▶ _TASK DESCRIPTION_:
Copy the data from the line that contains "of the bell" to its last line, exactly, including both of those lines and leaving out everything before.

▶ _RECORDS SUPPLIED_:
━━━━━━━━━━━━━━━━━━━━
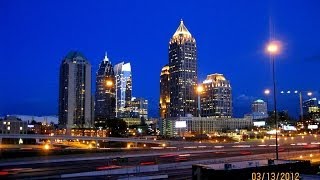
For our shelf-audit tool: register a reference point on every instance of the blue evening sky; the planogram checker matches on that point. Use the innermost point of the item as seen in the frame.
(35, 35)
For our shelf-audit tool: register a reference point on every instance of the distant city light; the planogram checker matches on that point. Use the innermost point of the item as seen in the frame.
(199, 89)
(273, 47)
(267, 92)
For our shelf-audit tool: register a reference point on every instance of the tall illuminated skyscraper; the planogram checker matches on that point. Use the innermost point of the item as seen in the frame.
(216, 98)
(105, 96)
(75, 92)
(123, 88)
(164, 92)
(183, 72)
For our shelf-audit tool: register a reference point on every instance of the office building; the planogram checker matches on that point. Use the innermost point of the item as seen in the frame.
(259, 109)
(183, 73)
(139, 108)
(105, 96)
(164, 92)
(311, 108)
(216, 97)
(186, 126)
(75, 92)
(13, 125)
(123, 90)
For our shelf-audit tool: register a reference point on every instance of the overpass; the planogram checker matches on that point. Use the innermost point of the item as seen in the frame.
(85, 138)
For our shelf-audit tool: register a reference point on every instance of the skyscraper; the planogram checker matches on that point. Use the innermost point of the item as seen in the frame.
(75, 92)
(164, 92)
(139, 107)
(123, 88)
(183, 72)
(259, 109)
(105, 96)
(216, 98)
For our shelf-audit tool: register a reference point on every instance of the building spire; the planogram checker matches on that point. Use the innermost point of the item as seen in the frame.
(182, 30)
(106, 57)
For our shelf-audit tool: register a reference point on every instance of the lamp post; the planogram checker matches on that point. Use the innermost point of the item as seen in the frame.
(199, 91)
(300, 99)
(273, 49)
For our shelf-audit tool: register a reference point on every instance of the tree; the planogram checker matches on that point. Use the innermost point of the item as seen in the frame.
(117, 127)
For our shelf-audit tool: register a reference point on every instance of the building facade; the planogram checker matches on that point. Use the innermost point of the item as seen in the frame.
(183, 126)
(183, 73)
(75, 92)
(164, 92)
(13, 125)
(139, 108)
(216, 97)
(311, 108)
(259, 109)
(123, 88)
(105, 96)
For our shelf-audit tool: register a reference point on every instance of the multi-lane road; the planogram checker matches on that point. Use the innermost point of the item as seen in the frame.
(55, 167)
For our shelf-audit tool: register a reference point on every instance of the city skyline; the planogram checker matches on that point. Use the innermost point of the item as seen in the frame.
(37, 56)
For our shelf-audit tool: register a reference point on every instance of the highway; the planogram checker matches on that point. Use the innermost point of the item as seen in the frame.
(29, 169)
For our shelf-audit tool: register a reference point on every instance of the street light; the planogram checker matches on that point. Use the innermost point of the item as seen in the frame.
(300, 98)
(273, 48)
(199, 91)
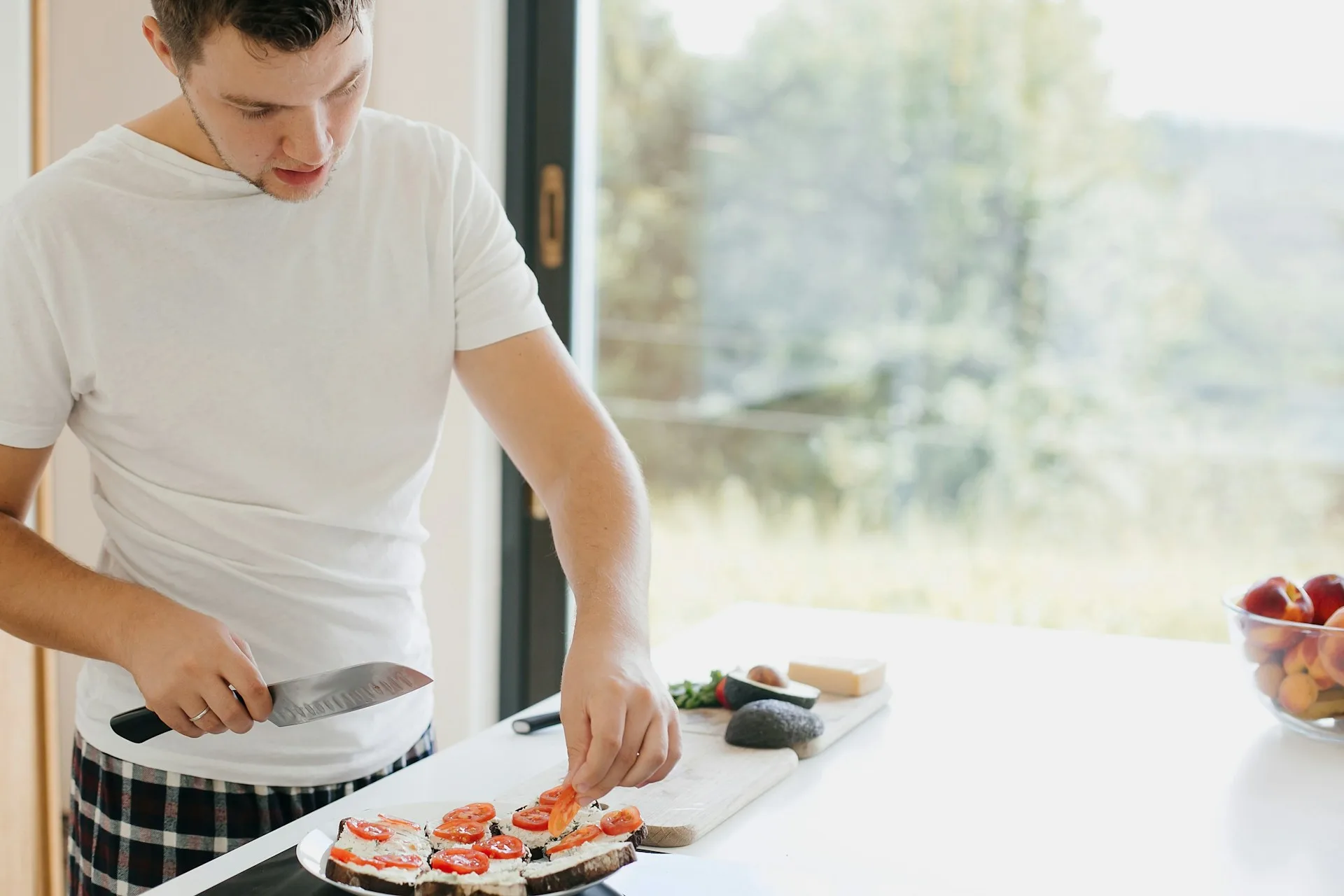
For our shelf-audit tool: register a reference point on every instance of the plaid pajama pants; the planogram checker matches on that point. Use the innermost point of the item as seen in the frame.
(134, 828)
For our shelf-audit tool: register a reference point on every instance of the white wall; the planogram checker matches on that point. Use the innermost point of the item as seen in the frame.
(437, 61)
(15, 94)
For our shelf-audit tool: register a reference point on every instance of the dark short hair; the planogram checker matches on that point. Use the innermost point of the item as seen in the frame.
(288, 26)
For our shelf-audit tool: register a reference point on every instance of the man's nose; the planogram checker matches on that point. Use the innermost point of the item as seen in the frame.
(308, 140)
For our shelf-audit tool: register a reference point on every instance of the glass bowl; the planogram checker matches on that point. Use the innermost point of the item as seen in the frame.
(1296, 669)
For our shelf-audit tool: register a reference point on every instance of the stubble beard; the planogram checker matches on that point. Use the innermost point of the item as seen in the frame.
(258, 183)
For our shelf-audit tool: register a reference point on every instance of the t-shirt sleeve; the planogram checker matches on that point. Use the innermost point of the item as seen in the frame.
(35, 394)
(495, 290)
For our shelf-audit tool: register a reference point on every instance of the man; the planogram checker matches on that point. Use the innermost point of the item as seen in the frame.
(248, 305)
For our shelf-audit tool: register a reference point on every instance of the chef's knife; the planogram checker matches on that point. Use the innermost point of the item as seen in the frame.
(308, 699)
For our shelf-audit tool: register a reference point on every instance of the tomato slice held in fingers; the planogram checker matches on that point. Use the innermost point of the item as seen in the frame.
(400, 860)
(622, 821)
(369, 830)
(473, 812)
(502, 846)
(550, 796)
(461, 832)
(460, 862)
(533, 818)
(580, 837)
(564, 812)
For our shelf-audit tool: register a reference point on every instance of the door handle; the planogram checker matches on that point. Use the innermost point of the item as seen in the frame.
(552, 210)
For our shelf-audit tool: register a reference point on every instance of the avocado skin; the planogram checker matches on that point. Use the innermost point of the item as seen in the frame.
(741, 691)
(769, 724)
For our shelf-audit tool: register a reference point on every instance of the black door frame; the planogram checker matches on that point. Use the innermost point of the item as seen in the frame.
(539, 164)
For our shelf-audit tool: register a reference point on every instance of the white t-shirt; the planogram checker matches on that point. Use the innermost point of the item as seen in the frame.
(261, 387)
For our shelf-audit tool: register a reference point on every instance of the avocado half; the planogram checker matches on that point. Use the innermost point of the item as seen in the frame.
(739, 691)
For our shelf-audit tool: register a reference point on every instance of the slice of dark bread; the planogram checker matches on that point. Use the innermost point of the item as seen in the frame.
(368, 879)
(581, 869)
(499, 886)
(638, 836)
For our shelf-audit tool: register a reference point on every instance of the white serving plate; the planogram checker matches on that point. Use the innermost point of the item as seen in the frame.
(316, 844)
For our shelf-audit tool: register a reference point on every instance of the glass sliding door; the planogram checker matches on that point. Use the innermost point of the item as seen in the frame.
(1014, 311)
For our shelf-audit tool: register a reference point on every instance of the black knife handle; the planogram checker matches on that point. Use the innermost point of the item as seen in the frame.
(537, 723)
(139, 726)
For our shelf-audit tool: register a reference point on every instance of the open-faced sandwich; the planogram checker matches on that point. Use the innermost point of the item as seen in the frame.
(545, 848)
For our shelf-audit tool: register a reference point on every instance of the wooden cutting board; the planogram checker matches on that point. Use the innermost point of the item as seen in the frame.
(840, 715)
(713, 780)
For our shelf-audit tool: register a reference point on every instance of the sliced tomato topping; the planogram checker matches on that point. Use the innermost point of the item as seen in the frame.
(475, 812)
(564, 812)
(502, 846)
(369, 830)
(460, 832)
(393, 821)
(622, 821)
(550, 796)
(460, 862)
(400, 860)
(533, 818)
(580, 837)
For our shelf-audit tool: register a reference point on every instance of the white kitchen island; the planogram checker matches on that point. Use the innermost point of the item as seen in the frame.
(1008, 761)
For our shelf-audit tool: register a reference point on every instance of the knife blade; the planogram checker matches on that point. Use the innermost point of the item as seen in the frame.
(302, 700)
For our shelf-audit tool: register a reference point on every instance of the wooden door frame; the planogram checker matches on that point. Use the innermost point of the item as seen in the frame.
(46, 675)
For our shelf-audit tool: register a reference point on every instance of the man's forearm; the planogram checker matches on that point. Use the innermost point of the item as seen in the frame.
(601, 522)
(50, 601)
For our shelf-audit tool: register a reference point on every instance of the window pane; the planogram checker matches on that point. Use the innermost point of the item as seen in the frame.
(1016, 311)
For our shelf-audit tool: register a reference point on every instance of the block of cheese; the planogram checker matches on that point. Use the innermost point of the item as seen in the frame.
(844, 676)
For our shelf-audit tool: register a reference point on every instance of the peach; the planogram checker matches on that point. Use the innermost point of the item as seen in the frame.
(1272, 638)
(1331, 648)
(1327, 594)
(1268, 678)
(1297, 692)
(1277, 598)
(1328, 704)
(1306, 657)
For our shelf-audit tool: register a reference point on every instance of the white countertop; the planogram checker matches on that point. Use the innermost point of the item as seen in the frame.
(1008, 761)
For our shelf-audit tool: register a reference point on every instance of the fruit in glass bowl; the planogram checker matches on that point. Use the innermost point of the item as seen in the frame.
(1294, 664)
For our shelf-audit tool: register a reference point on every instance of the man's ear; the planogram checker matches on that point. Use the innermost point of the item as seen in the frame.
(155, 35)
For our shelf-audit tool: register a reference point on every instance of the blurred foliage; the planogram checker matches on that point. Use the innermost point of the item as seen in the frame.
(902, 260)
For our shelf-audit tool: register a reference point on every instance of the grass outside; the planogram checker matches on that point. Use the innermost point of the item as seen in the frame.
(708, 552)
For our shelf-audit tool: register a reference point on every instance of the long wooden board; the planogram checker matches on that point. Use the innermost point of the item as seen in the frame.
(713, 780)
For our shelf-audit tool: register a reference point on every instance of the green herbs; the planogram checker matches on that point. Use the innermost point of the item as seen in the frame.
(690, 695)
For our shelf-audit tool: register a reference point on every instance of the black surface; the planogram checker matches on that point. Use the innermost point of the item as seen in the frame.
(537, 723)
(539, 121)
(281, 875)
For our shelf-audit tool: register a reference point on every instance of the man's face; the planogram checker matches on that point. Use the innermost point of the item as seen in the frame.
(281, 120)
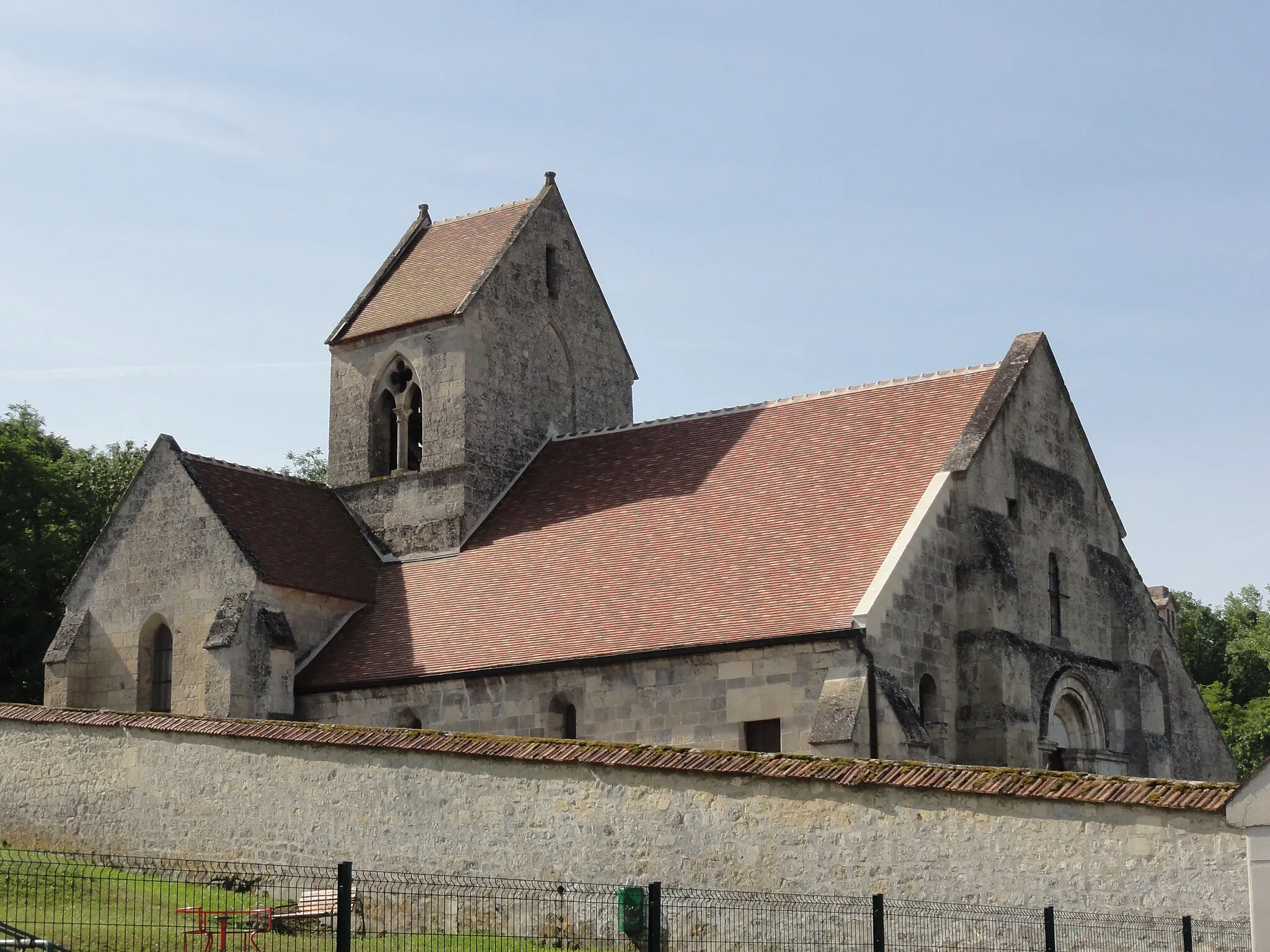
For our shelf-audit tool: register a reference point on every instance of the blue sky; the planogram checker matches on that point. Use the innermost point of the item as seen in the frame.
(776, 198)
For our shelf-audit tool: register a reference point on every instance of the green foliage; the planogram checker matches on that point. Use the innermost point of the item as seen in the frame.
(54, 501)
(1227, 650)
(310, 465)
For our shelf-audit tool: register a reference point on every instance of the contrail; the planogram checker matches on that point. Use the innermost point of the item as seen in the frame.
(148, 369)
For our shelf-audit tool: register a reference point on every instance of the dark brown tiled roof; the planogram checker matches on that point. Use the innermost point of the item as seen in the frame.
(438, 273)
(1000, 781)
(296, 532)
(761, 523)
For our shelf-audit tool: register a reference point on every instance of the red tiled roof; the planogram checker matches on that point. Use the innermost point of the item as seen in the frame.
(751, 524)
(1000, 781)
(437, 275)
(296, 532)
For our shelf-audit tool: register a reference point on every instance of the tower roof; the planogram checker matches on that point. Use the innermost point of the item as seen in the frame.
(436, 268)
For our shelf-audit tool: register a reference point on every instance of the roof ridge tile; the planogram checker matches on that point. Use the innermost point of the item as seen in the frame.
(780, 402)
(255, 470)
(483, 211)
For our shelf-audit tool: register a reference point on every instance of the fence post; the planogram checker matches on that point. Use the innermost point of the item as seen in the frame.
(654, 917)
(345, 908)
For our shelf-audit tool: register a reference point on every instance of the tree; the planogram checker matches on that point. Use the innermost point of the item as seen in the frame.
(310, 465)
(1227, 650)
(54, 501)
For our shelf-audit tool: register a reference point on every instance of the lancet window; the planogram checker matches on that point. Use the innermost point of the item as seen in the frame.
(397, 427)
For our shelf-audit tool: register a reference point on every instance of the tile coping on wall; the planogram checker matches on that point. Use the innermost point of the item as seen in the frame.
(1000, 781)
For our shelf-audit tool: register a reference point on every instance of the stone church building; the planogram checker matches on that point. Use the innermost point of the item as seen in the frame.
(918, 569)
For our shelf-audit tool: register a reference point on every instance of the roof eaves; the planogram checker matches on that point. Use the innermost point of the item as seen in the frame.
(408, 242)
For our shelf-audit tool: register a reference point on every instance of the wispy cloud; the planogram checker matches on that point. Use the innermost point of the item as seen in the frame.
(172, 369)
(172, 111)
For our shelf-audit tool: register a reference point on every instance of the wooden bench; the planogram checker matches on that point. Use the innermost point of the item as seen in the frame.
(321, 904)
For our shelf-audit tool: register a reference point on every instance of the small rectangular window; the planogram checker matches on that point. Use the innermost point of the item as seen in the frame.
(763, 735)
(553, 273)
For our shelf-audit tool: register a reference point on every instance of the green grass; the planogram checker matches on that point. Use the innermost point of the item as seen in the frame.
(92, 907)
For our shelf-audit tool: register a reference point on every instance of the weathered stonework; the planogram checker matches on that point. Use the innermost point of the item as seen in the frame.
(164, 559)
(690, 700)
(180, 794)
(167, 559)
(517, 364)
(962, 649)
(973, 607)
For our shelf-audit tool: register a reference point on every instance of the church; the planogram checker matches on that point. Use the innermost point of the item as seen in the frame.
(920, 569)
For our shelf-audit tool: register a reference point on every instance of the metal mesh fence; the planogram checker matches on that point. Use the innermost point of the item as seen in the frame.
(710, 920)
(130, 904)
(473, 914)
(929, 926)
(109, 904)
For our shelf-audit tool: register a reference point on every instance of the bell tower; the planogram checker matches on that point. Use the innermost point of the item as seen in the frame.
(477, 340)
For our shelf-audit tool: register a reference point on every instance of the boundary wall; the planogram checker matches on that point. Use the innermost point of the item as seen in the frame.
(397, 799)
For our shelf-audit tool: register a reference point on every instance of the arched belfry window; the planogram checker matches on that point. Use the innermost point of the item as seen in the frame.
(385, 436)
(397, 425)
(161, 671)
(1055, 599)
━━━━━━━━━━━━━━━━━━━━
▶ _RESULT OF THE EXERCISE_:
For our shelf-audit tool: register a reference point on every instance of the bell tower; the planogram checker matches on that point. Use the innermost point of the item as seen in the frame.
(477, 340)
For our shelf-audit tool: register a reference point on every instance of the boundary wall; the planogram checker matches on that point. Use the innermost point of the item as seen in the frame.
(397, 799)
For our shelf-audit tool: register a reference point on every instance of the arched belfry window; the planogram checker matches on that point. Use the innermost point of the item as seen in the frame.
(385, 436)
(397, 425)
(161, 671)
(1055, 599)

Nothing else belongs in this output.